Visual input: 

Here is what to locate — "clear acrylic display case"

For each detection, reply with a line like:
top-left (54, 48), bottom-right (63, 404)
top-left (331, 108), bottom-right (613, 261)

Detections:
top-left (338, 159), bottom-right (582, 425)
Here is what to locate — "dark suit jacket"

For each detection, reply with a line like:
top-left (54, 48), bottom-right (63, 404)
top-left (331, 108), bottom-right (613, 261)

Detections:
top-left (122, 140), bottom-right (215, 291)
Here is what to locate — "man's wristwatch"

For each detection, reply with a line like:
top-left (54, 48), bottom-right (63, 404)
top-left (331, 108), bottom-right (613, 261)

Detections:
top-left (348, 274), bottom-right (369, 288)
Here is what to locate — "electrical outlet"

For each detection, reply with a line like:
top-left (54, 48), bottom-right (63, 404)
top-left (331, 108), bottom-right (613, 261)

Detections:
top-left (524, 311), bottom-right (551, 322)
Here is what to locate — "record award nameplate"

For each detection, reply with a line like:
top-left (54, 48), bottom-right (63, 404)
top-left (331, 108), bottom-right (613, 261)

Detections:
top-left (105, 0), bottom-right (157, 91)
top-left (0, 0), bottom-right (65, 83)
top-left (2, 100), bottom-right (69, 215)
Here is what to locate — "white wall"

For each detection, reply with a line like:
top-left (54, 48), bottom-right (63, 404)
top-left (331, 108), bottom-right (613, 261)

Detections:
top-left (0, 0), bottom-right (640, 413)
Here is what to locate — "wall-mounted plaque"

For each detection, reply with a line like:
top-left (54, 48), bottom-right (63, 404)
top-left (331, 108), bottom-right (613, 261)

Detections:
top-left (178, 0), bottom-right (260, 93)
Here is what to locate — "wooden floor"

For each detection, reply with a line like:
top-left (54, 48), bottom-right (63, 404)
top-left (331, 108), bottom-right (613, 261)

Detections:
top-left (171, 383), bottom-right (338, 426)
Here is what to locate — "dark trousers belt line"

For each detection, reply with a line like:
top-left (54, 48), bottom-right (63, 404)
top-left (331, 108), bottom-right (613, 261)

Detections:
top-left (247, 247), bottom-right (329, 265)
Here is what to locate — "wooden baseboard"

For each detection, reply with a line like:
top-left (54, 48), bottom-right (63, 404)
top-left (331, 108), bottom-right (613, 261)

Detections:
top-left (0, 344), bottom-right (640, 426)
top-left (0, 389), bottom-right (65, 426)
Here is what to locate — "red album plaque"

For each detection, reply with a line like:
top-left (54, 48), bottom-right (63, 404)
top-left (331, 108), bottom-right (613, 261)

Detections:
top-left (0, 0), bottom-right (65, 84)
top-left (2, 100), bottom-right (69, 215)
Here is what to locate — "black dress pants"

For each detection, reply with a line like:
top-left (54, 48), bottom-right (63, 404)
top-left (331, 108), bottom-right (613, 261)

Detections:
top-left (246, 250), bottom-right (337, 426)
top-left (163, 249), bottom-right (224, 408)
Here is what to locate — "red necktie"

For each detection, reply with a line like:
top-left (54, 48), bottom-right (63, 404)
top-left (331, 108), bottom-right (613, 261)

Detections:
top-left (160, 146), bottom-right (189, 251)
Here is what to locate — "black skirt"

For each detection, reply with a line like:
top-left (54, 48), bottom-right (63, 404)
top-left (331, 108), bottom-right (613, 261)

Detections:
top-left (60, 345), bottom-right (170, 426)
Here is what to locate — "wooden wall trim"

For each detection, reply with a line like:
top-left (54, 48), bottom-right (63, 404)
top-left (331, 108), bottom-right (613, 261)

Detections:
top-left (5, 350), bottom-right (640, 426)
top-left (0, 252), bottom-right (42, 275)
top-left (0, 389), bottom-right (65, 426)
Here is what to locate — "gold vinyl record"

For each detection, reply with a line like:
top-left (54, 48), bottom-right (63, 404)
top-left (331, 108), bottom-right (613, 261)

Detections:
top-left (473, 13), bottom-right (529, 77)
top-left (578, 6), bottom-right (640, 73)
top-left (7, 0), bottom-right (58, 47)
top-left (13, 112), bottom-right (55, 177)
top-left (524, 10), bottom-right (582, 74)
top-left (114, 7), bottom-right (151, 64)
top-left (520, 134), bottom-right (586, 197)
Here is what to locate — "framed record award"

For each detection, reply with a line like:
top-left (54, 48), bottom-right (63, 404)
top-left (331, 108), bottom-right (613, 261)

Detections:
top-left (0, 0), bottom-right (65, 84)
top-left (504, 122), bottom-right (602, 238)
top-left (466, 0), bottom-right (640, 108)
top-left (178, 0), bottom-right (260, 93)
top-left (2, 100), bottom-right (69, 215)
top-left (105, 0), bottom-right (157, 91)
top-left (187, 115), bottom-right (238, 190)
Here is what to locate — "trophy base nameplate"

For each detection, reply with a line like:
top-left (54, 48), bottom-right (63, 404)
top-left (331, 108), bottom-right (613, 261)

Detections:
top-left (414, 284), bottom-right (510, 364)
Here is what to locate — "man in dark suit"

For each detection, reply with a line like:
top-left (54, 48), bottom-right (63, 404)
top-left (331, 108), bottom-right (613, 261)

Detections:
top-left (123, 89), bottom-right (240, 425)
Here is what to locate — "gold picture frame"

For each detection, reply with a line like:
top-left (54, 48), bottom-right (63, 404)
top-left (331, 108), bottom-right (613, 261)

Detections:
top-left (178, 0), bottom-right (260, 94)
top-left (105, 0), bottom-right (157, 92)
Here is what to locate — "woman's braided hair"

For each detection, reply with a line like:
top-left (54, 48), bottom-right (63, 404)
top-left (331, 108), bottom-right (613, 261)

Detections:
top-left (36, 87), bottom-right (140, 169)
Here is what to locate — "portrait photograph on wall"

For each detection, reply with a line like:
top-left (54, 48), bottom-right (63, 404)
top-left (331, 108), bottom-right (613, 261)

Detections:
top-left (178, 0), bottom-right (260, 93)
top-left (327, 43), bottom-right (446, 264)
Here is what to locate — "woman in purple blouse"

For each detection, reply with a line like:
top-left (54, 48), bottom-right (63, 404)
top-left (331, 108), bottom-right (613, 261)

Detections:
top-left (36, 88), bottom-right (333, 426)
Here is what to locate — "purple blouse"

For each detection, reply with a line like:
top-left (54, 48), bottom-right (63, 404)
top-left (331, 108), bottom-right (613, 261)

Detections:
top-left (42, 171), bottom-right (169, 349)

● To be done: Return each line of the items above that contains the word "award", copying every such line in full.

● Written solution:
Here is what to locate — "record award nameplate"
Here is what to locate — "framed record award"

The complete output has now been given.